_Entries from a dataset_
————————
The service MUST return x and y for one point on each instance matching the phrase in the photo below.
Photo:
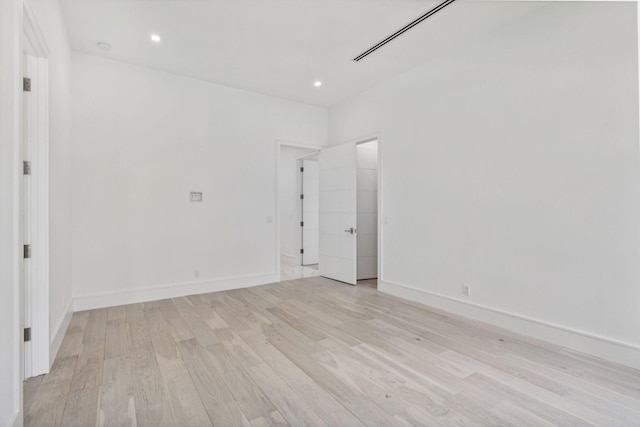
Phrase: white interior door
(338, 213)
(310, 211)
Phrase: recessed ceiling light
(104, 45)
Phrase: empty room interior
(319, 212)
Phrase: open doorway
(298, 181)
(367, 211)
(349, 176)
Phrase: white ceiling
(280, 47)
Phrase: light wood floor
(320, 353)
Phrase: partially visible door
(338, 213)
(310, 214)
(27, 193)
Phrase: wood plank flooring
(314, 352)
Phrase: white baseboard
(59, 333)
(16, 420)
(132, 296)
(606, 348)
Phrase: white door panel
(310, 207)
(333, 245)
(338, 213)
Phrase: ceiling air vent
(404, 29)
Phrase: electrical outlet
(466, 290)
(195, 196)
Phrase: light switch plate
(196, 196)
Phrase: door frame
(37, 361)
(361, 140)
(278, 146)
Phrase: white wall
(144, 139)
(52, 25)
(10, 354)
(512, 165)
(290, 235)
(367, 228)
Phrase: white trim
(278, 145)
(132, 296)
(34, 42)
(15, 421)
(606, 348)
(60, 331)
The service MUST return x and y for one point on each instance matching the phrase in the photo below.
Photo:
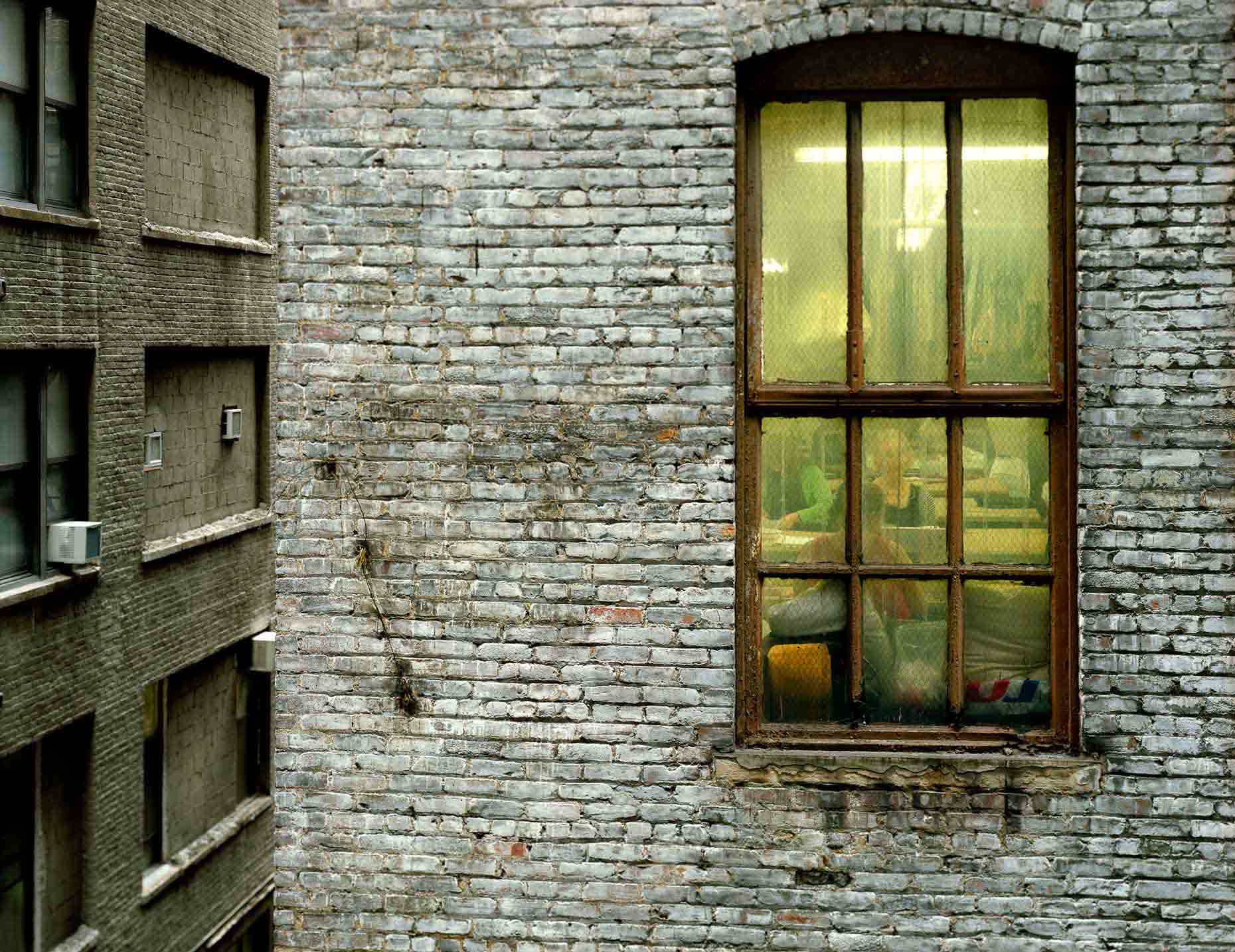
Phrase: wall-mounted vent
(231, 423)
(264, 652)
(153, 451)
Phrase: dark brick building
(137, 303)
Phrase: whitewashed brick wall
(507, 333)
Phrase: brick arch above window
(752, 33)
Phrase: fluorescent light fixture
(893, 153)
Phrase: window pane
(805, 650)
(152, 773)
(63, 413)
(14, 68)
(802, 488)
(1007, 653)
(1005, 221)
(61, 157)
(805, 256)
(904, 651)
(1007, 467)
(17, 827)
(15, 419)
(58, 68)
(17, 518)
(902, 521)
(13, 146)
(64, 492)
(904, 241)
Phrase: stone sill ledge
(210, 532)
(37, 588)
(42, 216)
(157, 878)
(205, 238)
(913, 771)
(80, 941)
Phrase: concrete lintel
(204, 535)
(80, 941)
(912, 771)
(159, 878)
(37, 588)
(206, 238)
(42, 216)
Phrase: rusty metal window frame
(854, 70)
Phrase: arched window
(907, 398)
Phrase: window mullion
(854, 216)
(37, 118)
(39, 562)
(952, 135)
(853, 550)
(955, 536)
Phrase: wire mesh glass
(804, 241)
(1008, 653)
(1005, 222)
(804, 647)
(904, 651)
(802, 488)
(903, 513)
(1007, 492)
(904, 242)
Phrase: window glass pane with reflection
(802, 488)
(904, 651)
(1007, 653)
(903, 511)
(805, 650)
(904, 242)
(1007, 257)
(804, 241)
(1007, 467)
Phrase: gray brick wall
(88, 651)
(508, 311)
(203, 478)
(202, 141)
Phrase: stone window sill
(80, 941)
(42, 216)
(913, 771)
(205, 238)
(36, 588)
(205, 535)
(157, 878)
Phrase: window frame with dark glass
(880, 68)
(37, 103)
(34, 374)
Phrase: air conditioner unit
(74, 544)
(264, 652)
(231, 423)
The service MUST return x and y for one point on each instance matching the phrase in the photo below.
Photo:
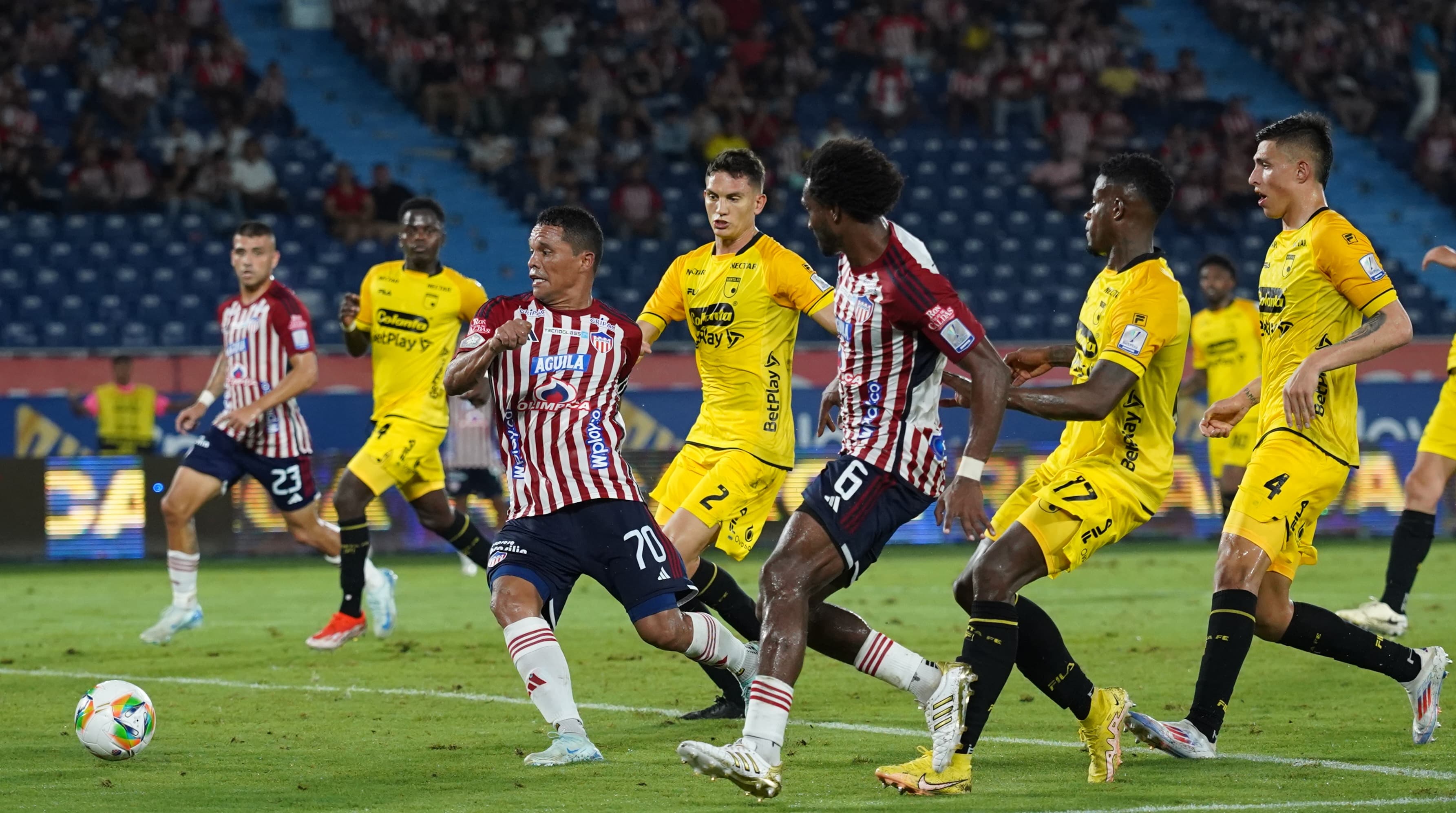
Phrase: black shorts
(289, 480)
(861, 508)
(615, 543)
(479, 483)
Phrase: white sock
(183, 570)
(544, 666)
(768, 716)
(372, 576)
(900, 668)
(714, 645)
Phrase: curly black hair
(579, 228)
(739, 162)
(1308, 132)
(1145, 174)
(851, 174)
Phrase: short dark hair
(1145, 174)
(429, 205)
(579, 228)
(1306, 132)
(851, 174)
(739, 162)
(1222, 263)
(254, 229)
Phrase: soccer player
(897, 320)
(472, 464)
(557, 362)
(408, 317)
(1113, 465)
(267, 360)
(742, 296)
(1435, 462)
(1321, 277)
(1225, 356)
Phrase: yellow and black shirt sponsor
(1320, 283)
(414, 320)
(743, 312)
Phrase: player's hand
(1222, 416)
(188, 419)
(349, 311)
(960, 391)
(964, 502)
(829, 401)
(1028, 363)
(239, 419)
(1299, 395)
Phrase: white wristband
(970, 468)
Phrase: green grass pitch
(271, 725)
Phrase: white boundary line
(1330, 764)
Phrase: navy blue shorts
(479, 483)
(289, 480)
(615, 543)
(861, 508)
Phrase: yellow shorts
(1074, 510)
(726, 487)
(1235, 449)
(401, 454)
(1441, 432)
(1286, 486)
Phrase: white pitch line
(1330, 764)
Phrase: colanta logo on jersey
(561, 363)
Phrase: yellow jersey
(1318, 285)
(414, 320)
(1226, 345)
(1136, 318)
(743, 312)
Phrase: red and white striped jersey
(557, 401)
(258, 340)
(899, 320)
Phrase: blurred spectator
(349, 206)
(255, 181)
(637, 205)
(389, 196)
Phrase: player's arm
(303, 373)
(188, 417)
(1030, 362)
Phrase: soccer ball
(114, 720)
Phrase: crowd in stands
(1382, 71)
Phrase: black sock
(1043, 658)
(991, 649)
(1408, 547)
(718, 589)
(1320, 632)
(1231, 632)
(726, 681)
(353, 551)
(466, 538)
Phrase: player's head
(255, 254)
(848, 184)
(733, 193)
(421, 232)
(1293, 159)
(566, 248)
(1130, 194)
(122, 369)
(1218, 277)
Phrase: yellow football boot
(921, 779)
(1103, 733)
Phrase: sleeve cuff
(1123, 360)
(1375, 305)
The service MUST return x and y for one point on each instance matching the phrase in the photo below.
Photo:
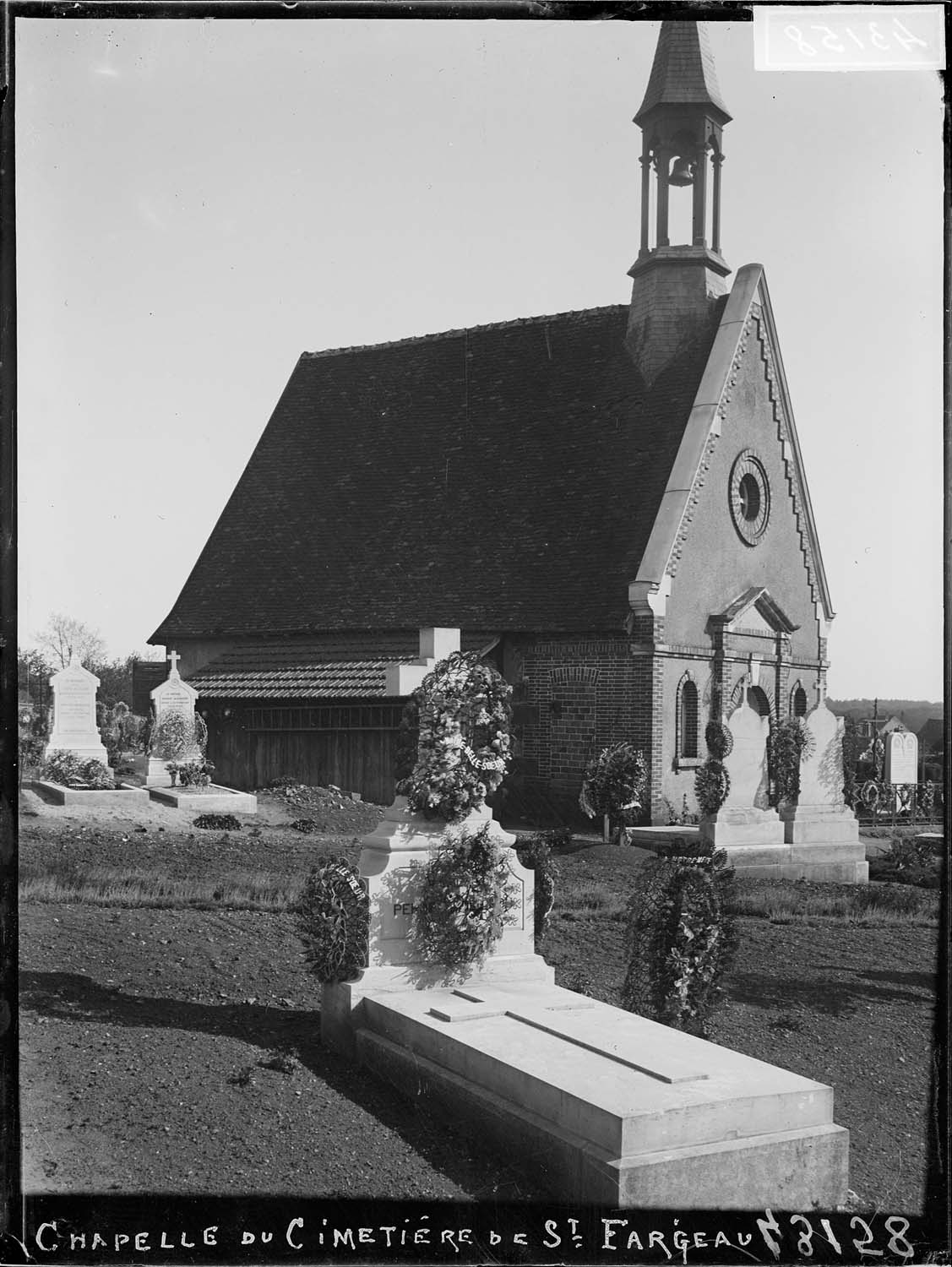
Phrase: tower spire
(681, 118)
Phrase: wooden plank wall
(355, 760)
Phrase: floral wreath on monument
(461, 714)
(463, 748)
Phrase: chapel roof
(329, 668)
(683, 73)
(503, 476)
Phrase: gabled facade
(612, 504)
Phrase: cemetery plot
(189, 1003)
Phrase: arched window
(688, 719)
(759, 701)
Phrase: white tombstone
(75, 714)
(435, 644)
(820, 821)
(901, 758)
(171, 697)
(390, 866)
(746, 818)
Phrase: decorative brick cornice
(566, 673)
(792, 474)
(714, 436)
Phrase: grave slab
(126, 796)
(607, 1107)
(210, 800)
(390, 864)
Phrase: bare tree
(63, 635)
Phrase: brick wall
(574, 696)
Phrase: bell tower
(681, 118)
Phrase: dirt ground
(177, 1049)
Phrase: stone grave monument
(170, 697)
(746, 818)
(901, 760)
(601, 1105)
(820, 829)
(75, 714)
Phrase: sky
(198, 202)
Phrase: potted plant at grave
(463, 749)
(614, 786)
(70, 770)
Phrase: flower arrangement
(463, 745)
(465, 894)
(70, 770)
(172, 737)
(711, 786)
(719, 739)
(536, 853)
(681, 939)
(711, 780)
(194, 775)
(332, 920)
(787, 744)
(615, 782)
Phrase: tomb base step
(605, 1107)
(824, 862)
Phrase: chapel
(610, 504)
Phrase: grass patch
(106, 886)
(589, 899)
(794, 901)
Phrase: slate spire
(683, 73)
(681, 118)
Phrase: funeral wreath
(463, 745)
(465, 894)
(332, 919)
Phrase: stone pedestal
(820, 825)
(746, 818)
(75, 715)
(390, 863)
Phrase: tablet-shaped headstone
(75, 714)
(901, 757)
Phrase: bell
(683, 172)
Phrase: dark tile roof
(503, 476)
(329, 669)
(683, 71)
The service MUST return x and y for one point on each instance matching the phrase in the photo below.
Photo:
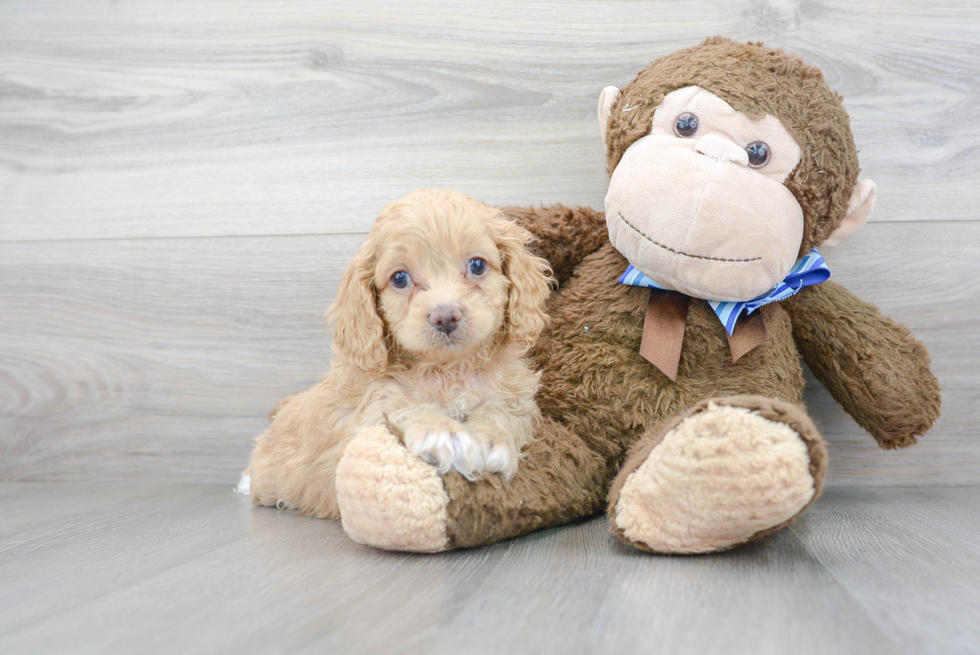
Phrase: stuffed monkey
(672, 386)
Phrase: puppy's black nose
(445, 318)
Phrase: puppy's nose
(445, 318)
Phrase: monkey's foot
(388, 497)
(729, 471)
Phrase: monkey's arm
(871, 365)
(563, 235)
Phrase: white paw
(446, 450)
(499, 458)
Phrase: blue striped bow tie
(810, 270)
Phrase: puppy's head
(442, 275)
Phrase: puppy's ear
(358, 336)
(529, 278)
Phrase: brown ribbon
(663, 331)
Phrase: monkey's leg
(390, 499)
(726, 472)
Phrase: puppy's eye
(477, 266)
(758, 153)
(686, 125)
(400, 280)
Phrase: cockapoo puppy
(431, 323)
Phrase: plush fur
(608, 411)
(462, 399)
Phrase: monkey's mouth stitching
(680, 252)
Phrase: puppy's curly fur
(460, 396)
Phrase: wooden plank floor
(131, 567)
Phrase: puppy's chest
(458, 396)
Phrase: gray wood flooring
(181, 186)
(143, 567)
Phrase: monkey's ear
(607, 99)
(858, 209)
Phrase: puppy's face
(441, 286)
(445, 274)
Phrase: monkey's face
(699, 204)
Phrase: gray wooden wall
(182, 183)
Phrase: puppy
(431, 323)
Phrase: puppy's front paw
(445, 447)
(500, 457)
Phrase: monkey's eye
(686, 125)
(758, 153)
(400, 279)
(477, 266)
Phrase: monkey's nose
(445, 318)
(716, 147)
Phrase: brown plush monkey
(729, 162)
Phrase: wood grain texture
(172, 119)
(160, 358)
(158, 568)
(181, 185)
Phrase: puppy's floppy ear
(358, 336)
(529, 277)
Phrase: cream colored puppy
(431, 323)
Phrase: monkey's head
(728, 162)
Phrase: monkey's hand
(563, 235)
(870, 364)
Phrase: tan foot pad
(718, 478)
(388, 497)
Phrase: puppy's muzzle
(445, 318)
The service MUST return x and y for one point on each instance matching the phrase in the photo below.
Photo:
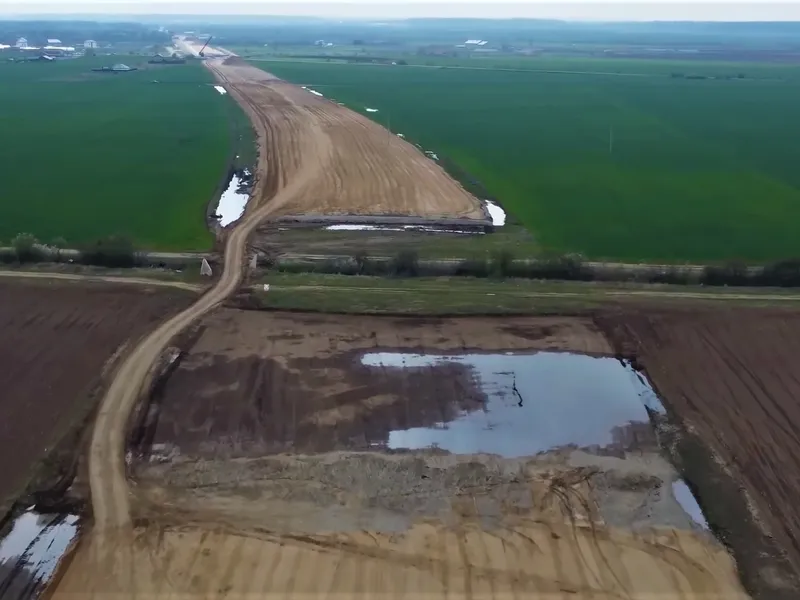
————————
_WHAT IS NEEDED_
Arrange the entries above as a numbered list, omitting any blank lines. Begin at the line that contains "Phrase: decorative brick cornice" and stop after the line that contains "(177, 1049)".

_PROBLEM SOLUTION_
1. Phrase: decorative brick cornice
2. (566, 673)
3. (792, 474)
4. (714, 436)
5. Phrase: grave slab
6. (126, 796)
7. (607, 1107)
8. (210, 800)
9. (390, 864)
10. Phrase: bare tree
11. (63, 635)
12. Phrase: brick wall
13. (574, 696)
14. Phrase: bell tower
15. (681, 118)
16. Phrase: dirt ground
17. (177, 1049)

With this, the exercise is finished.